Image point grounding data
[Start of section]
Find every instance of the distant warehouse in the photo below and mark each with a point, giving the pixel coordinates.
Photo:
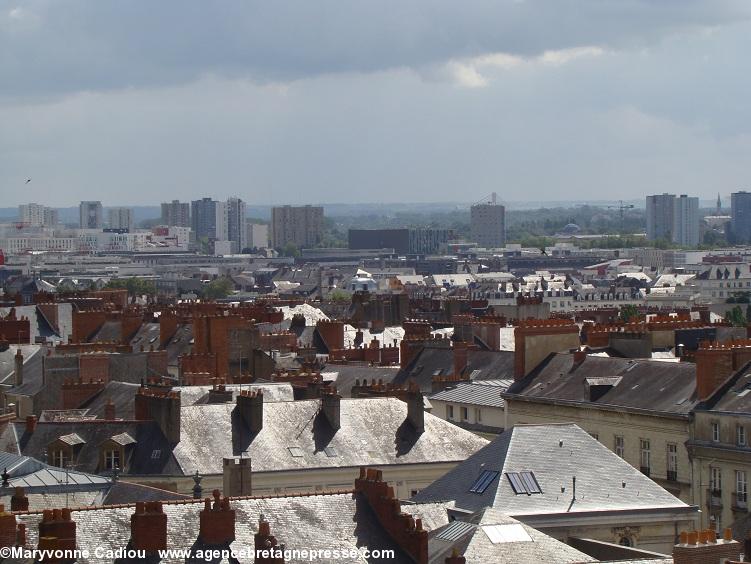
(420, 241)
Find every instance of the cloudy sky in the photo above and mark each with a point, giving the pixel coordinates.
(330, 101)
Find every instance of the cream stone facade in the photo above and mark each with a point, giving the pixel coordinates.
(626, 432)
(721, 465)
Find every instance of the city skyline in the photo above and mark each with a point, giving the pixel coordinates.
(390, 106)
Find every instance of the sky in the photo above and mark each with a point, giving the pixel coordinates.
(325, 101)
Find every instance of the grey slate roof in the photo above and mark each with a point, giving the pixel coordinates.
(373, 432)
(665, 387)
(328, 521)
(481, 365)
(554, 453)
(472, 538)
(138, 460)
(475, 394)
(344, 375)
(735, 395)
(272, 391)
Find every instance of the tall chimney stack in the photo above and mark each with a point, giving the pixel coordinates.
(331, 407)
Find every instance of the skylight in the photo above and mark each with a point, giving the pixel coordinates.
(512, 532)
(523, 482)
(482, 483)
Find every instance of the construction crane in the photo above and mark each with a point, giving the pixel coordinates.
(621, 207)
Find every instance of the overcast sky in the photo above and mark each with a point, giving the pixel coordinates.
(329, 101)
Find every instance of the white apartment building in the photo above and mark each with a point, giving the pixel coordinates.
(37, 215)
(257, 235)
(90, 215)
(121, 218)
(686, 221)
(488, 224)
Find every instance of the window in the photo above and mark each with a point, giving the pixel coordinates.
(715, 480)
(482, 483)
(645, 458)
(523, 482)
(619, 446)
(741, 486)
(60, 458)
(672, 462)
(740, 435)
(111, 459)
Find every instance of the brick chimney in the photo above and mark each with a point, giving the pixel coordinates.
(148, 527)
(331, 407)
(403, 529)
(461, 357)
(75, 394)
(18, 367)
(109, 410)
(332, 334)
(57, 531)
(161, 406)
(415, 408)
(237, 477)
(19, 501)
(249, 405)
(535, 339)
(455, 558)
(264, 540)
(217, 521)
(700, 547)
(714, 365)
(8, 528)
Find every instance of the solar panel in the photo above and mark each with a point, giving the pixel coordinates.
(455, 530)
(482, 483)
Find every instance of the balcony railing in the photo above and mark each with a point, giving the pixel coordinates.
(714, 498)
(740, 501)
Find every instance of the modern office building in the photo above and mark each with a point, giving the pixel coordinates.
(209, 219)
(257, 235)
(740, 217)
(176, 213)
(660, 216)
(236, 221)
(300, 225)
(121, 219)
(686, 221)
(90, 215)
(488, 224)
(37, 215)
(420, 241)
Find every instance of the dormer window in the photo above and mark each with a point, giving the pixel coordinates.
(60, 458)
(112, 459)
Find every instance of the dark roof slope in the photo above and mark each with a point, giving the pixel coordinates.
(666, 387)
(553, 453)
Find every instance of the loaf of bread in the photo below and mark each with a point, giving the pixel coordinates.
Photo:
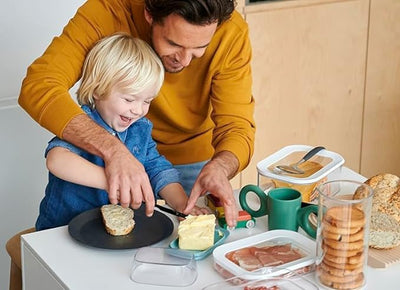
(196, 232)
(118, 220)
(384, 232)
(385, 215)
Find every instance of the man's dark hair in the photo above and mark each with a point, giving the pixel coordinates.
(198, 12)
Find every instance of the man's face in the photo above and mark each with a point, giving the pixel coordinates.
(177, 42)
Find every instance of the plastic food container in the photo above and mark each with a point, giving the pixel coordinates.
(270, 254)
(316, 170)
(290, 282)
(163, 267)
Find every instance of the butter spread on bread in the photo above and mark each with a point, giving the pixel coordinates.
(117, 220)
(196, 232)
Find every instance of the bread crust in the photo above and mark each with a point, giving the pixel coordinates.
(385, 215)
(118, 221)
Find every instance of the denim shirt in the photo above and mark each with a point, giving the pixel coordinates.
(64, 200)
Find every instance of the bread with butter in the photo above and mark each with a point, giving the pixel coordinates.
(118, 220)
(196, 232)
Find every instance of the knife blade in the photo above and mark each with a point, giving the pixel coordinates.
(171, 211)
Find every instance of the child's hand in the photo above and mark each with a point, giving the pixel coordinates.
(200, 210)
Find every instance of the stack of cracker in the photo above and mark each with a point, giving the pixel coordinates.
(342, 233)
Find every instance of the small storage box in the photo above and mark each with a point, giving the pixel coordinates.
(320, 165)
(276, 253)
(163, 267)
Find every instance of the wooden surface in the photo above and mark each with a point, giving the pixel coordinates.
(308, 71)
(383, 258)
(381, 132)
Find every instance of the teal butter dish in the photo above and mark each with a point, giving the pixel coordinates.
(220, 235)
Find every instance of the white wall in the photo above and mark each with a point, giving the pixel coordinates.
(26, 28)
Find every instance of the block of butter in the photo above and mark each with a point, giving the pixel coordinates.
(196, 232)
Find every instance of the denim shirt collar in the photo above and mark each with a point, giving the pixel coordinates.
(95, 116)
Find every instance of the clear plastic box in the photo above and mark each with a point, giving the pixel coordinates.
(163, 267)
(325, 162)
(302, 264)
(290, 282)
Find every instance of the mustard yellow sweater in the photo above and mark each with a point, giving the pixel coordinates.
(206, 108)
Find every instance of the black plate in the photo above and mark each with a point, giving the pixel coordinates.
(88, 228)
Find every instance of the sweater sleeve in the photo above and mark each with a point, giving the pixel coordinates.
(45, 89)
(232, 100)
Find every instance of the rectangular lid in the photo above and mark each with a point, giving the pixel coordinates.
(328, 161)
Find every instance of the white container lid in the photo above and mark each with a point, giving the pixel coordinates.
(293, 153)
(230, 269)
(163, 267)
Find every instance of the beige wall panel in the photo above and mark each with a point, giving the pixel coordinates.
(381, 138)
(308, 71)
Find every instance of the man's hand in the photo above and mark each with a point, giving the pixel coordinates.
(128, 182)
(214, 178)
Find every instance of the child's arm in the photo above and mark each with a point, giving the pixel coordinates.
(73, 168)
(176, 198)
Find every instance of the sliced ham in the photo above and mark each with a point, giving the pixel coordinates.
(253, 258)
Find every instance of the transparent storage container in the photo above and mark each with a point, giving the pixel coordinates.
(316, 170)
(286, 244)
(163, 267)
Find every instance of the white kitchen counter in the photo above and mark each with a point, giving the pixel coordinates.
(52, 260)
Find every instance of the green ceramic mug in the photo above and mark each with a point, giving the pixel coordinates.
(283, 207)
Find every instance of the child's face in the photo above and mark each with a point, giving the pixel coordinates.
(120, 110)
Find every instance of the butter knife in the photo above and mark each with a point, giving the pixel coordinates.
(171, 211)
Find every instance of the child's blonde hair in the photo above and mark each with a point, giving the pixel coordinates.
(122, 60)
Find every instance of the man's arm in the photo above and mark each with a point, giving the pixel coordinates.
(214, 178)
(128, 182)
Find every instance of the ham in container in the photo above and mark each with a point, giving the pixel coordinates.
(253, 258)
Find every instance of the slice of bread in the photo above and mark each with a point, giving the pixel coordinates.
(118, 220)
(384, 231)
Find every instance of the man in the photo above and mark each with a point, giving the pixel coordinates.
(203, 116)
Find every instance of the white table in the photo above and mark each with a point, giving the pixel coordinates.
(52, 260)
[End of section]
Nothing but an exact repeat of the records, pictures excluded, belongs in the answer.

» **Result**
Find every instance of the distant warehouse in the photo below and mark each with a point, giving the pixel coordinates.
Photo:
(420, 241)
Find every instance of the cloudy sky in the photo above and mark each with a point, giving the pixel coordinates.
(330, 101)
Find every instance of the cream stone facade in the photo above and mark each with a point, giving the pixel coordinates.
(626, 432)
(721, 465)
Find every instance of the city skyline in the photo above and mark each with a point, giving the pixel coordinates.
(390, 106)
Find every instance of the sky in the photo above and mark each with a point, giving the pixel coordinates.
(325, 101)
Find every instance of the grey slate roof in the photo above and mark each with a point, giving the pixel coordinates.
(373, 432)
(665, 387)
(328, 521)
(481, 365)
(554, 453)
(472, 538)
(138, 460)
(475, 394)
(344, 375)
(735, 395)
(272, 391)
Find every instance of the tall chimney stack in the photo above and mark each with a point, giving the pixel coordinates.
(331, 407)
Find every instance of the skylight in the photo above and mark each with a point, giving the pixel coordinates.
(512, 532)
(523, 482)
(482, 483)
Find every instance of the construction crane in the photo above and mark each with a point, giving the pixel coordinates.
(621, 207)
Find every instance of the overcast sky in the photo above and mark each with a point, giving the pixel coordinates.
(329, 101)
Find every instance of the white apartment building in the photo above and mark each with a point, giving the pixel coordinates.
(37, 215)
(257, 235)
(90, 215)
(121, 218)
(686, 221)
(488, 224)
Find every instance of the window in the photo above and mark each with a point, giving the pixel coordinates.
(715, 480)
(482, 483)
(645, 458)
(523, 482)
(619, 446)
(741, 486)
(60, 458)
(672, 462)
(740, 435)
(111, 459)
Find every instance of the brick chimney in the photo above and mark each with a point, giving the pixel coordinates.
(148, 527)
(331, 407)
(403, 529)
(461, 357)
(75, 394)
(18, 367)
(109, 410)
(332, 334)
(57, 531)
(161, 406)
(415, 408)
(237, 477)
(19, 501)
(249, 405)
(535, 339)
(455, 558)
(264, 540)
(217, 521)
(700, 547)
(714, 365)
(8, 528)
Find every instance of the solar panel in the photo above and mark each with a point, giving the pixel coordinates.
(455, 530)
(482, 483)
Find every instance of the balcony railing in the photo above and mark each with a point, giving the pixel coordinates.
(714, 498)
(740, 501)
Find every instance of the modern office building in the photo above and mark each with a point, giving the pixel coordinates.
(209, 219)
(257, 235)
(740, 217)
(176, 213)
(660, 216)
(236, 221)
(300, 225)
(121, 219)
(686, 221)
(90, 215)
(488, 224)
(37, 215)
(420, 241)
Find every instance of the dormer window in the photo above and mark each with a point, giving the pixel coordinates.
(60, 458)
(112, 459)
Find every instance of the dark roof slope in the photo above and mark each with a point, giving the pixel coordinates.
(666, 387)
(553, 453)
Find every instance of the loaf of bread in the photo below and mark each with a point, giving the pixel coordinates.
Photo:
(196, 232)
(118, 220)
(384, 232)
(385, 215)
Find every instance of the man's dark hair in the photo above and mark each with a point, giving the pixel coordinates.
(198, 12)
Find every instance of the man's face in the photo above and mark each with a point, giving the pixel coordinates.
(177, 42)
Find every instance of the plastic food container in the photo above and mark each with a point, giving the pixel coordinates.
(270, 254)
(316, 170)
(290, 282)
(163, 267)
Find every instance of the butter spread on bread in the photo above and mark each with a point, giving the pixel coordinates.
(117, 220)
(196, 232)
Find every instance of the bread crust in the photo above and mark each with a point, giving the pixel coordinates.
(385, 215)
(118, 221)
Find every instance of the denim shirt in the photo above and mark each with a point, giving the pixel coordinates.
(64, 200)
Find every instance of the bread with butter in the photo above and mark each with a point, giving the pixel coordinates.
(118, 220)
(196, 232)
Find every instance of the knife blade in the photo above and mark each with a point, giving the pixel coordinates.
(171, 211)
Find every instance of the child's hand in the photo above and mark each with a point, giving the pixel coordinates.
(200, 210)
Find every instance of the stack of cracker in the photo above and mark each with a point, giving the pixel coordinates.
(342, 233)
Find every instance of the small storage box in the photo above and mark each with a point, giving the pixel coordinates.
(320, 165)
(276, 253)
(163, 267)
Find every instance of the wooden surface in the photo above and mark each with a point, giving the pixel coordinates.
(308, 71)
(383, 258)
(381, 132)
Find every instance of the teal butter dish in the photo above and mark each with a point, giving the pixel coordinates.
(220, 235)
Find every instance of the white wall in the photo above and mark each with a point, giving the pixel coordinates.
(26, 28)
Find every instance of the block of butter in the photo above and mark each with a point, giving the pixel coordinates.
(196, 232)
Find every instance of the denim shirt collar in the photo above and mark each with a point, giving the pixel coordinates.
(95, 116)
Find every instance of the clear plastic box in the photo above and mark each with a point, giving the pixel coordinates.
(163, 267)
(325, 162)
(302, 264)
(290, 282)
Find every instance of the mustard yellow sweater in the photo above and mark each with a point, giving the pixel coordinates.
(206, 108)
Find every instance of the black plate in the photo above and mark each with a point, giving the pixel coordinates.
(88, 228)
Find every instance of the sweater sleeve in the photo above and mark each with a point, giving the pixel coordinates.
(45, 89)
(232, 100)
Find every instance of the rectangular lid in the photo above and mark each with a point, giving the pixel coordinates.
(328, 161)
Find every instance of the white container lid in the photo above and mark each with a point, giving the pixel coordinates.
(293, 153)
(230, 269)
(163, 267)
Find every instance of the beige wall panel in the photo above and mark each with a point, giving the pixel coordinates.
(381, 138)
(308, 71)
Find every instance of the man's hand in the photo above and mark each with a point, giving the pixel coordinates.
(128, 182)
(214, 178)
Find every instance of the child's arm in the photo above and mark each with a point, giving the pixel coordinates.
(73, 168)
(176, 198)
Find every instance of the sliced ham in the photo above and mark each with a point, giving the pixel coordinates.
(253, 258)
Find every instance of the transparent storage container in the photo above and mark each with a point, giving the pixel coordinates.
(316, 170)
(286, 244)
(163, 267)
Find every instance of the white kitchen counter in the photo above and mark each with a point, giving the pixel coordinates.
(52, 260)
Find every instance of the green ceramic mug in the photo above and mark each with a point, giving the pixel coordinates.
(283, 207)
Find every instance of the child's face in the photo above and mark each with a point, giving the pixel coordinates.
(120, 110)
Find every instance of the butter knife in the photo above and mark each with a point, giving the pixel coordinates.
(171, 211)
Find every instance of the child's blonde hair in the photo above and mark each with a point, giving the pixel coordinates.
(122, 60)
Find every instance of the man's arm in the photo above and mark each with a point, giving the pixel coordinates.
(214, 178)
(128, 182)
Find every instance of the ham in container in the photo above and mark each with a point, giving the pixel coordinates.
(253, 258)
Find every instance of the slice of bread in the photo above and mark each with a point, giving the pixel coordinates.
(118, 220)
(384, 231)
Find every instance of the man in the photo above and mark each with a point, giving the pixel coordinates.
(203, 116)
Find every instance of the white table in the photo above and mark each with a point, giving the pixel coordinates.
(52, 260)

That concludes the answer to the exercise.